■ **Supplied data**
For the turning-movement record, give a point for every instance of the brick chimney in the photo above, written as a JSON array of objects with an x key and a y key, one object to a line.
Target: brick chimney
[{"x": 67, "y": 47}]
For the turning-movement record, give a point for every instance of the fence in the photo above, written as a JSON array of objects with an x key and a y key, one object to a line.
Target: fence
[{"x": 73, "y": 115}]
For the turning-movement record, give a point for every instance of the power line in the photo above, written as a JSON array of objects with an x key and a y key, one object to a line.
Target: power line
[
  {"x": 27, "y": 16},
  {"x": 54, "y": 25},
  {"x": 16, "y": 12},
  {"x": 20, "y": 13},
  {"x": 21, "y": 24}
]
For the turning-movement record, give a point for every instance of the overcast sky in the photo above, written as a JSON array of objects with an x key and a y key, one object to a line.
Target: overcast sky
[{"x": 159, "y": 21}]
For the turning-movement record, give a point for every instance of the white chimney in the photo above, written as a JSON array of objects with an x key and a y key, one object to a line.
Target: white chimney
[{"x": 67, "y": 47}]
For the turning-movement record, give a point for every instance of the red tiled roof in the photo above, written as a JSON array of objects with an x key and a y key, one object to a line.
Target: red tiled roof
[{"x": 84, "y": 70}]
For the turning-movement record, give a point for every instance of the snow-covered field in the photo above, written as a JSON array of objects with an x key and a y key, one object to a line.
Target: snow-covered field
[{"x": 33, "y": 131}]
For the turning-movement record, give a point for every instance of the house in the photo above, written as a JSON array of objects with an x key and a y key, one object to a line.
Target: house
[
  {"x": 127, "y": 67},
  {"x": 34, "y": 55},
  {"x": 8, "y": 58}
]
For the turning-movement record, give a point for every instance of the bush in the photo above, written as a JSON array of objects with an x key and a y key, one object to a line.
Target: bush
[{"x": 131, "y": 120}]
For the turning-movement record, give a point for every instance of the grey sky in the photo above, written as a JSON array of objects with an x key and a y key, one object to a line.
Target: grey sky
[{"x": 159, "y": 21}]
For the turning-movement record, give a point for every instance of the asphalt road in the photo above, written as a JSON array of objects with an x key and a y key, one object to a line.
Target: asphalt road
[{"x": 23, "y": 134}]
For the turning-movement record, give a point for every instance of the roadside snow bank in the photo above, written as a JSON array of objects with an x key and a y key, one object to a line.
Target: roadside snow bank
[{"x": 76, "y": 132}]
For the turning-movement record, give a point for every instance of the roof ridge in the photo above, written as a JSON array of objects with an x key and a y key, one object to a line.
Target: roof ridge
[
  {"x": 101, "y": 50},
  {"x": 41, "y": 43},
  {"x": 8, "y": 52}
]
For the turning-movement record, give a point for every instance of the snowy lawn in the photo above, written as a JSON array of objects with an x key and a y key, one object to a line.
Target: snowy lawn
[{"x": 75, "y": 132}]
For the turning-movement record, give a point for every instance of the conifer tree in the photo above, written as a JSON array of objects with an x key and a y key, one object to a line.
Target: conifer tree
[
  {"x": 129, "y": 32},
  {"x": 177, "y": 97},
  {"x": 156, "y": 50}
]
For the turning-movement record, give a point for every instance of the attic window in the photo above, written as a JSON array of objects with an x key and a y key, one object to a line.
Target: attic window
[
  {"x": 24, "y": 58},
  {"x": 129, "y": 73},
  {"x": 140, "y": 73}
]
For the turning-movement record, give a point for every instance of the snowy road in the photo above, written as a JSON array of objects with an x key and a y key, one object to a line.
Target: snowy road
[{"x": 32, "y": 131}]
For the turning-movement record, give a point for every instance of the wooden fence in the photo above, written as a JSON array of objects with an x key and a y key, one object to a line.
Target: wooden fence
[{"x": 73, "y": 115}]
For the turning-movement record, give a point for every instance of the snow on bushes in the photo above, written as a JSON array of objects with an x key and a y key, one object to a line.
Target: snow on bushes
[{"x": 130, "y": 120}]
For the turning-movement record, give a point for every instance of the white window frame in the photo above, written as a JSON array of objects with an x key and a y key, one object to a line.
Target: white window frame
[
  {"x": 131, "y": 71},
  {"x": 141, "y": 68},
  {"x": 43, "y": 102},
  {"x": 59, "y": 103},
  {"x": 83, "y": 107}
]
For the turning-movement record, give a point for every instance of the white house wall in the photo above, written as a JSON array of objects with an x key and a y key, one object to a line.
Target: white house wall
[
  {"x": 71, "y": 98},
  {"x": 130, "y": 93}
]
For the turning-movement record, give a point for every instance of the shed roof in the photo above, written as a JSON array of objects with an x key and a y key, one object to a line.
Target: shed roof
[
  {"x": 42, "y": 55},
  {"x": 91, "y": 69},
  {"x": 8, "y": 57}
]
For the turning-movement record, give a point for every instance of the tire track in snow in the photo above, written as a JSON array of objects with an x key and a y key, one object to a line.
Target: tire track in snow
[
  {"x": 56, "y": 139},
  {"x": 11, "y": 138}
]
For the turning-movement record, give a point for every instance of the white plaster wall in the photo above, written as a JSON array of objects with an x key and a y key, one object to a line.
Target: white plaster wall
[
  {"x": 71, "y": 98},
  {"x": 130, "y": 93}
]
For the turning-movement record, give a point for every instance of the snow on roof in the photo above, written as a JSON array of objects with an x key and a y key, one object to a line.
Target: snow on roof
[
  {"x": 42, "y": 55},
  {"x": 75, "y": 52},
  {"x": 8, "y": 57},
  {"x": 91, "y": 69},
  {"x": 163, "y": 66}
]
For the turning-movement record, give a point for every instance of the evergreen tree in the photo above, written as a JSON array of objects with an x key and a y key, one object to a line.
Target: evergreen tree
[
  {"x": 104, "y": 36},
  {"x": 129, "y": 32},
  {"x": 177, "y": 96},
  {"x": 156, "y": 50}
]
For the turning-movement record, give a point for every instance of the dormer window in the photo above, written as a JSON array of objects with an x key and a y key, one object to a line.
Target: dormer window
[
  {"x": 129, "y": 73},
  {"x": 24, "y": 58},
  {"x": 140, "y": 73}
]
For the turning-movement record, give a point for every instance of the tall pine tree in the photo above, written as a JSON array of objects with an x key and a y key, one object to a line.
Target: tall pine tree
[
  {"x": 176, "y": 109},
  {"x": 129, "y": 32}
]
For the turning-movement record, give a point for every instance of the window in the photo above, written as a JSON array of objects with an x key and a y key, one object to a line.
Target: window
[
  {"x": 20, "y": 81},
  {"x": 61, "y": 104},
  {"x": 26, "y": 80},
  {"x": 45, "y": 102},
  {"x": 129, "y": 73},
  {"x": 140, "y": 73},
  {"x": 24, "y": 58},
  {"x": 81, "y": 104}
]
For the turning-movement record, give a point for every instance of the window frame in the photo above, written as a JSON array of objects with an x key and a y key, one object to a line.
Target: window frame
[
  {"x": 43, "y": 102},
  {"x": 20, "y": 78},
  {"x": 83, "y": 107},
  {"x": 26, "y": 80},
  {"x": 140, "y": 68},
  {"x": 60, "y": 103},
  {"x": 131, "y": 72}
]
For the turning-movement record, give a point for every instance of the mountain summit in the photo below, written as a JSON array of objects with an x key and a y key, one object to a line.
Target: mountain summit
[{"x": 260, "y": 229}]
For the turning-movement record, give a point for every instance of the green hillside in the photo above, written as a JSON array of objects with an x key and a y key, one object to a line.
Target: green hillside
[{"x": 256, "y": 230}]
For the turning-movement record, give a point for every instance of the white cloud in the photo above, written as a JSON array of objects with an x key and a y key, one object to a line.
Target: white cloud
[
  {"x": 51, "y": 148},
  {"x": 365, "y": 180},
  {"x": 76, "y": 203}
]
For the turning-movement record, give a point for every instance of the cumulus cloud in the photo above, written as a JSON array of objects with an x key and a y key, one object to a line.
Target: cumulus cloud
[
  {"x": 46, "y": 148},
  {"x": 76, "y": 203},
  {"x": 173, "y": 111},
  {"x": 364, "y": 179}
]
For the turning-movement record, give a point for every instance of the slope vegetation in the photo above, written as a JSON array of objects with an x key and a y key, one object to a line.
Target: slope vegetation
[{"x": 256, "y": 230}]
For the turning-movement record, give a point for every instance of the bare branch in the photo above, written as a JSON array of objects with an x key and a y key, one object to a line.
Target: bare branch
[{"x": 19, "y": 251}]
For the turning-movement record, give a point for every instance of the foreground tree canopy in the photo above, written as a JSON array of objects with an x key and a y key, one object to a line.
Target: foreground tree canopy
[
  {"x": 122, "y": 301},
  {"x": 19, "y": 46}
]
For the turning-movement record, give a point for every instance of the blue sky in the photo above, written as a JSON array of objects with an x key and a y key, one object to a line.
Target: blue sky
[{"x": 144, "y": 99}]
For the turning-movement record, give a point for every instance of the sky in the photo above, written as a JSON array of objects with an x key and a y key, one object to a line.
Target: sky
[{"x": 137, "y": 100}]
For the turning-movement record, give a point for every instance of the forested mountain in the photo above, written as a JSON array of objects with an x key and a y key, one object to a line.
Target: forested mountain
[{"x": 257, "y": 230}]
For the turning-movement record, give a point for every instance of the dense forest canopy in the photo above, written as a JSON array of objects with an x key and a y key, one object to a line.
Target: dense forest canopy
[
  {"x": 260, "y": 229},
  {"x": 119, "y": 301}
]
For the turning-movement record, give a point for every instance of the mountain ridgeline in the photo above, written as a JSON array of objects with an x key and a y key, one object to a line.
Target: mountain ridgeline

■ **Task goal**
Only the lines from the one that contains "of the blue" through the last line should be repeated, each exactly as it stands, with both ends included.

■ **Final answer**
For the turning-movement record, give a point for every instance of the blue sky in the photo above, written as a JSON array of objects with an x key and a y key, one object to a line.
Target: blue sky
[{"x": 144, "y": 99}]
For the turning-movement record, give a point for every instance of the sky in the photo above, written as a JSON array of objects with an x key and a y key, one object to a line.
Target: sky
[{"x": 137, "y": 100}]
For the turning-movement record, give a point for every instance of the forested mountain in the photo above, written as a JSON array of objects with an x key and a y key, one object to a line.
Target: forested mountain
[{"x": 257, "y": 230}]
For the turning-movement record, give a point for every instance of the dense forest canopy in the photo above, written as a JSON array of objects with an x key and a y key, one object to a line.
Target: dense forest canopy
[
  {"x": 260, "y": 229},
  {"x": 119, "y": 301}
]
For the turning-movement record, give a point for every instance of the mountain ridgeline in the photo above, written as a JSON array of objects with an x key and a y key, one object to a line.
Target: mountain ridgeline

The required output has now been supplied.